Task prompt -
Each line of the records below that contains "dormer" needs to be copied.

Dataset entries
· · ·
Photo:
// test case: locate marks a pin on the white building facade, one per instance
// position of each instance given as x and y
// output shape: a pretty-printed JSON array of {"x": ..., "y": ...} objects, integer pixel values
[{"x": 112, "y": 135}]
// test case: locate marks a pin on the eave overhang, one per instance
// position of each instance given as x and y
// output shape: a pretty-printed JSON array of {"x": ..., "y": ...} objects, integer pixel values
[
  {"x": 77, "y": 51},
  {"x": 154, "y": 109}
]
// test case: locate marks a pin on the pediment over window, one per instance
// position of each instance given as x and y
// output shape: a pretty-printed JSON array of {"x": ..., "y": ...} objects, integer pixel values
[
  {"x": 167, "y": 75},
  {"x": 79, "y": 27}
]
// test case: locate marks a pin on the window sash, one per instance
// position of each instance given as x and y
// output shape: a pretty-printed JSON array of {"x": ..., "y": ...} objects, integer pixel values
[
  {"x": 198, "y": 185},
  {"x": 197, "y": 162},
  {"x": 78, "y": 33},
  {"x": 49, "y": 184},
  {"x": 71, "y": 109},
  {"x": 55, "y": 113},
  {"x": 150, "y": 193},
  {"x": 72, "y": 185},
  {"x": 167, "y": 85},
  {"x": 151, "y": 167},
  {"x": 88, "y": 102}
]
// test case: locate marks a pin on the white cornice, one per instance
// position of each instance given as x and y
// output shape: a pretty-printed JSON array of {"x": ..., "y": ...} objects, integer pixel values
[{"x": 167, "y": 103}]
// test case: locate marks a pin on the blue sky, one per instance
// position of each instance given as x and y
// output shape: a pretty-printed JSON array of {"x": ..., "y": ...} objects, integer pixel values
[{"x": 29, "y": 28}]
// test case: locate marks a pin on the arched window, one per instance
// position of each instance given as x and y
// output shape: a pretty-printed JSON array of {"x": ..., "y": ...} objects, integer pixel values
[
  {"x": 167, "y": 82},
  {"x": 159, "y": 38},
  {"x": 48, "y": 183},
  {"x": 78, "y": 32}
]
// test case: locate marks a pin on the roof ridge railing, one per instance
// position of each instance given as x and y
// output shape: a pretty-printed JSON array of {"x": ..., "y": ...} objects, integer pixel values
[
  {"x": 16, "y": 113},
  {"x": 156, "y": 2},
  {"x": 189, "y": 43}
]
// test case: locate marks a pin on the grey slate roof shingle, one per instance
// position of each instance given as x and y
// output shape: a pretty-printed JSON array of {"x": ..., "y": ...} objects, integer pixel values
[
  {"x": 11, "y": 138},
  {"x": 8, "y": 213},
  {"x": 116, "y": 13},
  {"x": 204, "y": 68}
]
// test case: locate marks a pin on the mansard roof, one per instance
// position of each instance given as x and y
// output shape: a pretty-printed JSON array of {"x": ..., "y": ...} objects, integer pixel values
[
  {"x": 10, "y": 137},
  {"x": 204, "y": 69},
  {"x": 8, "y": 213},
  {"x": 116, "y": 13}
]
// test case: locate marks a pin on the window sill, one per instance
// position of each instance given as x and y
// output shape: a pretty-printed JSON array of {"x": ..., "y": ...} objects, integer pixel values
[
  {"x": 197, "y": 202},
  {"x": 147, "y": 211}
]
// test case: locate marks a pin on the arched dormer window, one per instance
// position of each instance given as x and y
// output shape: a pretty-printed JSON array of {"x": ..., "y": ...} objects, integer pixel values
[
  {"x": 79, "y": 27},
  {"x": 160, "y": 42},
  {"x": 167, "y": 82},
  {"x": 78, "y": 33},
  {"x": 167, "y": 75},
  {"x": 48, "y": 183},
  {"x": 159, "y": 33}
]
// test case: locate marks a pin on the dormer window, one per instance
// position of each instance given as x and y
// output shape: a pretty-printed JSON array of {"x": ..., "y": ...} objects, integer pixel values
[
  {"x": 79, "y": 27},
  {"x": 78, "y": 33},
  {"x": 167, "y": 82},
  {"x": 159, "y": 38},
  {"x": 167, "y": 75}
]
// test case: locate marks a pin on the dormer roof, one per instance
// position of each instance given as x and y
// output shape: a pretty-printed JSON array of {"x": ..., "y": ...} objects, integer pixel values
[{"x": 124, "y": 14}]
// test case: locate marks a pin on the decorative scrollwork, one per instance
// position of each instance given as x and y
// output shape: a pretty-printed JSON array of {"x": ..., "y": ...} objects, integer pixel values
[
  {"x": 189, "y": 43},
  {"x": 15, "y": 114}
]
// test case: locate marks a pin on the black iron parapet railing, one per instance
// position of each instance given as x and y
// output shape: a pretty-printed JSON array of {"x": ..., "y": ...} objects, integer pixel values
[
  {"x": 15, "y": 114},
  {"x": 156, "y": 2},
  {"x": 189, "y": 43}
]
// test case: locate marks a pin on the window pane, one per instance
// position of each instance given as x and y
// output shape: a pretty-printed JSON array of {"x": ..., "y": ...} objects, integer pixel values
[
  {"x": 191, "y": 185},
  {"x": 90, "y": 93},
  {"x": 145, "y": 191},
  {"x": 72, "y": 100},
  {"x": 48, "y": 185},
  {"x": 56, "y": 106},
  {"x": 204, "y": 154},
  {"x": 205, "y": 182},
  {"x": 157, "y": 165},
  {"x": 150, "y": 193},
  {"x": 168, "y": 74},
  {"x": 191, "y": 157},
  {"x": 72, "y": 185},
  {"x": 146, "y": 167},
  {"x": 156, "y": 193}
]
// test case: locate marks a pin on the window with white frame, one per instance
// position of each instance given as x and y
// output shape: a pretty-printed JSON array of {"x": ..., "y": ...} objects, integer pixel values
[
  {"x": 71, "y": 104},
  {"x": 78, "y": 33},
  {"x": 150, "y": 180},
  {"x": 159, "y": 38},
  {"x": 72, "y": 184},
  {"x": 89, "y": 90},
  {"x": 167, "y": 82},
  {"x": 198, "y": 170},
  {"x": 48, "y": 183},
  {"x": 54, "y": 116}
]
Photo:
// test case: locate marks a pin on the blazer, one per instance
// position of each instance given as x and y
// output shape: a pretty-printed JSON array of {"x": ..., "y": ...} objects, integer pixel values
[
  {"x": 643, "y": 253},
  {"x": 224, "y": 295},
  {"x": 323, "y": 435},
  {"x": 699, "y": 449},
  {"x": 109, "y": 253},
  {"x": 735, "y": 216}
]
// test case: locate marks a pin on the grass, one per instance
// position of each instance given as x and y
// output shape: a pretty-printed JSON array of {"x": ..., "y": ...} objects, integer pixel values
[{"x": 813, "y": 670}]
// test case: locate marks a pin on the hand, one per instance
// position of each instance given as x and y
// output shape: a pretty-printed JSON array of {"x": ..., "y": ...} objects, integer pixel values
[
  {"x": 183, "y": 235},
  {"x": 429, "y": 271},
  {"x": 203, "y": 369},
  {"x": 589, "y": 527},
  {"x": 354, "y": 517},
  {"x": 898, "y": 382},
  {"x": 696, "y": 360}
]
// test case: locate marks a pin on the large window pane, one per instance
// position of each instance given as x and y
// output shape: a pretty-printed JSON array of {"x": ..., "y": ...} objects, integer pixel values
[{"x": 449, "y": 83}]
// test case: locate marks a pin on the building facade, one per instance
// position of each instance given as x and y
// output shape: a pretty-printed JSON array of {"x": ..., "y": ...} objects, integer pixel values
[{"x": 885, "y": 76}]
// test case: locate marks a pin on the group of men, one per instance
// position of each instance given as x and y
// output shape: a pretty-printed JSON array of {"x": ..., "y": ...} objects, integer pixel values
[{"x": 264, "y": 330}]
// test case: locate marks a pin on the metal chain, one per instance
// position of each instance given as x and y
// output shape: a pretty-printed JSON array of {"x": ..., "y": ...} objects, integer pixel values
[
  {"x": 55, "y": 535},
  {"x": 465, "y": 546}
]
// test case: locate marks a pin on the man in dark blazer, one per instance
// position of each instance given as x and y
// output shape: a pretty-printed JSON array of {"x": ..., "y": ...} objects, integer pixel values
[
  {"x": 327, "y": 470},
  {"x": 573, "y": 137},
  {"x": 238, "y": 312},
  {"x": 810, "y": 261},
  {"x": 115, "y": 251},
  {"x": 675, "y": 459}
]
· · ·
Answer section -
// test case: locate marks a pin on the arched dormer window, one per instance
// test case: locate marks a pin on the dormer window, one per instance
// test case: locate marks a pin on the dormer roof, one per instance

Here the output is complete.